Rewrite the lines below, swapping "front leg" for "foreleg" and keeping everything else the same.

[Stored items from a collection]
....

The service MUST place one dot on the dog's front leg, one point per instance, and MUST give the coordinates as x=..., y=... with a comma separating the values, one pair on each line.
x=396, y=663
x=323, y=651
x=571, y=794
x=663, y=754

....

§ **RESULT OF THIS TASK**
The service MUST place one dot on the dog's foreleg, one point per instance, and MUST give the coordinates as x=..., y=... with a comma separating the values, one pair on each line.
x=396, y=663
x=323, y=651
x=571, y=794
x=663, y=754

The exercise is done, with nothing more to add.